[Records excerpted from a collection]
==============================

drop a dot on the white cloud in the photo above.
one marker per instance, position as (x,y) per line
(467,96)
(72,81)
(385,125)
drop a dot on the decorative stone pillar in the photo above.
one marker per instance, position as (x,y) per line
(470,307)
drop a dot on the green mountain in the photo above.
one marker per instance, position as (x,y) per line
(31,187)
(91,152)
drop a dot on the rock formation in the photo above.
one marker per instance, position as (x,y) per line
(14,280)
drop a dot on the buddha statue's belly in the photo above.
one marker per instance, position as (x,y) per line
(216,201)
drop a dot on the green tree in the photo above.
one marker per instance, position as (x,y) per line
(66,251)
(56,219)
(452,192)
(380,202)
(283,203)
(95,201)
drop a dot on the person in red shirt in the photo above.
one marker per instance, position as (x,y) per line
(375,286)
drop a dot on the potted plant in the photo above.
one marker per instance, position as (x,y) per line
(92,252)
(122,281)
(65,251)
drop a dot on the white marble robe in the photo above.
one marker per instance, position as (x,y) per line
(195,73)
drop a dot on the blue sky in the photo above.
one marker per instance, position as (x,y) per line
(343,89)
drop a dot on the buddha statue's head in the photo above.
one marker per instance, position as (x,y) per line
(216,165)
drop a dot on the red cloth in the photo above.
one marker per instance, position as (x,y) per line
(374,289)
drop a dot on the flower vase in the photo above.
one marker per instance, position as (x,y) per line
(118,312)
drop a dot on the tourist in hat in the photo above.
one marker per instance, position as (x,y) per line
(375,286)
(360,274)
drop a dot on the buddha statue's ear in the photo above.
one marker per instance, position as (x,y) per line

==============================

→ **Task instructions**
Put the lines above into a numbered list, omitting any blank lines.

→ **Reply**
1. drop a dot on the white cloud in the photo above.
2. one marker per instance, position as (x,y) per line
3. (467,96)
4. (72,81)
5. (385,125)
6. drop a dot on the decorative stone pillar in the photo above.
7. one marker per instance, position as (x,y) per line
8. (470,307)
9. drop a dot on the green mountain in the photo above.
10. one marker per instance, position as (x,y) per line
11. (31,187)
12. (91,152)
13. drop a dot on the rock formation in the photo above.
14. one marker per instance, position as (x,y) per line
15. (14,280)
16. drop a dot on the buddha statue's belly in the photo above.
17. one marker per instance, position as (x,y) per line
18. (216,201)
19. drop a dot on the green tree in the photo above.
20. one marker per instance, position as (x,y) per line
21. (66,251)
22. (56,219)
23. (452,192)
24. (380,202)
25. (283,203)
26. (95,201)
27. drop a dot on the person in red shirt in the photo above.
28. one marker per instance, position as (x,y) per line
29. (375,286)
30. drop a dot on the potted plant in the photo above.
31. one marker per instance, position as (x,y) per line
32. (92,252)
33. (122,281)
34. (65,251)
35. drop a dot on the white marble robe in the photo above.
36. one marker per instance, position as (x,y) per line
37. (195,73)
38. drop a dot on the blue sky in the photo above.
39. one marker per instance, position as (x,y) per line
40. (343,89)
41. drop a dot on the buddha statue's head in the photo above.
42. one marker per instance, position as (x,y) per line
43. (216,165)
44. drop a dot on the red cloth in the photo above.
45. one marker per instance, position as (x,y) per line
46. (374,289)
47. drop a dot on the flower vase in the photo above.
48. one marker per instance, position as (x,y) per line
49. (118,312)
50. drop a dot on the tourist in hat in the photo above.
51. one marker per instance, position as (x,y) per line
52. (375,286)
53. (360,274)
54. drop a dot on the buddha statue's ear in the photo above.
55. one marker per instance, position as (x,y) per line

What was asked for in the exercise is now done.